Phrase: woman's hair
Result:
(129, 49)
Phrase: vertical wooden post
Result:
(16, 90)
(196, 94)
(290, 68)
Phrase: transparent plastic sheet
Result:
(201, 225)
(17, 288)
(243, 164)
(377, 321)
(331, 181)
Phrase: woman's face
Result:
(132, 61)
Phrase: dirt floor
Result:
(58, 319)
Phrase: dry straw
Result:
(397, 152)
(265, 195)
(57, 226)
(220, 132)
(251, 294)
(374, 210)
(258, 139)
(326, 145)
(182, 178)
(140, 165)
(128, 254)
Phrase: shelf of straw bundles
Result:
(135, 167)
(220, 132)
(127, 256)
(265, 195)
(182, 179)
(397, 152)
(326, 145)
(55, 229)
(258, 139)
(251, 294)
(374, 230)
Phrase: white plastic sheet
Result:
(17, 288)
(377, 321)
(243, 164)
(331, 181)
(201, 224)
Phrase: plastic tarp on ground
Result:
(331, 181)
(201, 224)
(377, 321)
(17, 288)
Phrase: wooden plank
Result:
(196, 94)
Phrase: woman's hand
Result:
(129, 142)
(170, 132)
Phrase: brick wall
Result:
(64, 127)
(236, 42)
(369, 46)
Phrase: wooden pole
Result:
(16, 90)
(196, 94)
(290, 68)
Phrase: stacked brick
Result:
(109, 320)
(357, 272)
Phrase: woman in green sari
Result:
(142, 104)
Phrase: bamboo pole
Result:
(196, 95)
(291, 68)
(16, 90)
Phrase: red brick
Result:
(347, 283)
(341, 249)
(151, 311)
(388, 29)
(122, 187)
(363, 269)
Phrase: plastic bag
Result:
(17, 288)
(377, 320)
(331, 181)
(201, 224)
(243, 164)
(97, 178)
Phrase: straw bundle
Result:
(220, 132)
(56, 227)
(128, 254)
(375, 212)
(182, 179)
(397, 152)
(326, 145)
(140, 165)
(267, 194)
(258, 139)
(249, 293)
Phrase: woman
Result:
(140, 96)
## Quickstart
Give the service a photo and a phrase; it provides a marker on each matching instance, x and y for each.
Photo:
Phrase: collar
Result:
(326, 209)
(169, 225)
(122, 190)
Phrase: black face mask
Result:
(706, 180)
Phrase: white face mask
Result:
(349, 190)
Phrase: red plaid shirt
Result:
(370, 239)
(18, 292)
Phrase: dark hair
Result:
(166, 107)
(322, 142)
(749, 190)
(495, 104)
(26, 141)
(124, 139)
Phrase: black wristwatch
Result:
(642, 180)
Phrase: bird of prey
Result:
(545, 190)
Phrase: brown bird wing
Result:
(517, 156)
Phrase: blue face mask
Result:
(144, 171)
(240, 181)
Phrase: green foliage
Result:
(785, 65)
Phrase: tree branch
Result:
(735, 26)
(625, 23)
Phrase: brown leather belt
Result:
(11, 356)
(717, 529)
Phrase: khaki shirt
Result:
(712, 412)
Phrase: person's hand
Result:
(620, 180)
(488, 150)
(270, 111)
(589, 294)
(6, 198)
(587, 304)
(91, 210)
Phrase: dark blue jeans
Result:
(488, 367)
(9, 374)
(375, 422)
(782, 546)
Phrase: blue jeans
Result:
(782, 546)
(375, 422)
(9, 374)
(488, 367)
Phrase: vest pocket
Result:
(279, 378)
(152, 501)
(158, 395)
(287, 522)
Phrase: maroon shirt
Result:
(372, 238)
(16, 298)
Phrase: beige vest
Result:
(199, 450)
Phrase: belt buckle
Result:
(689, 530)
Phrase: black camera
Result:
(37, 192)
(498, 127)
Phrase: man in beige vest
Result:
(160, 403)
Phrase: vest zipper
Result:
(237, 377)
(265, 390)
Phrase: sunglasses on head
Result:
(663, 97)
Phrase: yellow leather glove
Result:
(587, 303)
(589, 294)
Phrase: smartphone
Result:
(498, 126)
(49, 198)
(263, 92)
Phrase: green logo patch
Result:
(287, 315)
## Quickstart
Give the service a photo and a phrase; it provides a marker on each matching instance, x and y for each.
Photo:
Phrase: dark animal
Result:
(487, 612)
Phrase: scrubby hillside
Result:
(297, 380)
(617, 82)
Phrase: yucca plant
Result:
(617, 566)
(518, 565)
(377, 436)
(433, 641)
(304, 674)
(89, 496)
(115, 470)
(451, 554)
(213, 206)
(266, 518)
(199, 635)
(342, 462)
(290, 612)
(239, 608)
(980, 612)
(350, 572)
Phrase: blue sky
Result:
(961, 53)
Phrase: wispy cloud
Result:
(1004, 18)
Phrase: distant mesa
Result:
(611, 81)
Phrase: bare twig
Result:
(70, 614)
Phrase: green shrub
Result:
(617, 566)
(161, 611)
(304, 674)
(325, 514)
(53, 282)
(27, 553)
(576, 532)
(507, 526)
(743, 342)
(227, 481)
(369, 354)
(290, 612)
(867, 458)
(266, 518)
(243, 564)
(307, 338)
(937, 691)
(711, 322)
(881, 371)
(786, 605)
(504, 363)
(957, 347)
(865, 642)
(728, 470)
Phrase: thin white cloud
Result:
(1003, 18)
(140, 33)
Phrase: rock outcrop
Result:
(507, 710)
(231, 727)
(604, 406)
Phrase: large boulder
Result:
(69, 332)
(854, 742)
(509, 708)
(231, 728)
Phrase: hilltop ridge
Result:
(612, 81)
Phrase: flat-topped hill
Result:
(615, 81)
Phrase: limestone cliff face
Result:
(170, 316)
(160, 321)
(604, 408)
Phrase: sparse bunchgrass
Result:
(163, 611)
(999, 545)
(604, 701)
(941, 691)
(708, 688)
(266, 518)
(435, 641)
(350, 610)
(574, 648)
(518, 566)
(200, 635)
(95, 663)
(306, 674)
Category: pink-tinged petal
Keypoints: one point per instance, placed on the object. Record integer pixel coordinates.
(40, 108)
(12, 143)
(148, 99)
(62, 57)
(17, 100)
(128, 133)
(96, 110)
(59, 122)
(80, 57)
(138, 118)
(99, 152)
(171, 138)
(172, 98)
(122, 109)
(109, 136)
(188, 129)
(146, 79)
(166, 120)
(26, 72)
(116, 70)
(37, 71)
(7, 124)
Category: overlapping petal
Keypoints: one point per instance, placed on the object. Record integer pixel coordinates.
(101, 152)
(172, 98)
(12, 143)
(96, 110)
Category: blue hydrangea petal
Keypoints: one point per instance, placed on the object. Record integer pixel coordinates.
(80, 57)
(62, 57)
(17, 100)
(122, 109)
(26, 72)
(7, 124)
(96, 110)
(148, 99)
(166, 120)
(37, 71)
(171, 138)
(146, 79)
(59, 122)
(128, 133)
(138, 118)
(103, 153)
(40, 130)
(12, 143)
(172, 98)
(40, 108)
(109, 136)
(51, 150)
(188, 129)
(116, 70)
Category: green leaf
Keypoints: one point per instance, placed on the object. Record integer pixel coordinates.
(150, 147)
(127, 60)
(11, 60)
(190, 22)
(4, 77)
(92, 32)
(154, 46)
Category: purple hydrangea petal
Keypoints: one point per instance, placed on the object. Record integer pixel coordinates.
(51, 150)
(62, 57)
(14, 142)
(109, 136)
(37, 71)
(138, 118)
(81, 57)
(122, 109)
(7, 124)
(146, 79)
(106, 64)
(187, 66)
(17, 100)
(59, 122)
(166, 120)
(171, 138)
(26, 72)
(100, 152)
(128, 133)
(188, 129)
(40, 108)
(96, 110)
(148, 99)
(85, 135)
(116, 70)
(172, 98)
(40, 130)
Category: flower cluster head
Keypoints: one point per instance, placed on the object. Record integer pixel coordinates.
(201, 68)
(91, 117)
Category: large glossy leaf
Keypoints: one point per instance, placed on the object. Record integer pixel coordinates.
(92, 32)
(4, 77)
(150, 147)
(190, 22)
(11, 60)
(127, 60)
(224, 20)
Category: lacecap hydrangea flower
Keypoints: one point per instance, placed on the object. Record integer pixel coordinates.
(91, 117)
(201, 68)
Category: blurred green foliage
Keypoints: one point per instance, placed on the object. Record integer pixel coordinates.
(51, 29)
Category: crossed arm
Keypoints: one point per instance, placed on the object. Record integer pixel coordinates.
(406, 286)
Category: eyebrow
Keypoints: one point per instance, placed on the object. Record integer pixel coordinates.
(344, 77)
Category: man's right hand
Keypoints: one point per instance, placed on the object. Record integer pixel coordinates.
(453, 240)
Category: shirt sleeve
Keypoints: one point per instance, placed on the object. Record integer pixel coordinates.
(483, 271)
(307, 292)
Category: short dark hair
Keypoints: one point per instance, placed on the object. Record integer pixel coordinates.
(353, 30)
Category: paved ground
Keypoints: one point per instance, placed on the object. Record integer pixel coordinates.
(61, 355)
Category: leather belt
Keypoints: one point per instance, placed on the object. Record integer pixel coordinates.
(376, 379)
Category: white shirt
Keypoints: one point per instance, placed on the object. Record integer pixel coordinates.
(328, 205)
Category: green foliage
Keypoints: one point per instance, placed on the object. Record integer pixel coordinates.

****

Tally the lines of the material that contain the word "flower" and say the number, nothing more.

#### [Your solution]
2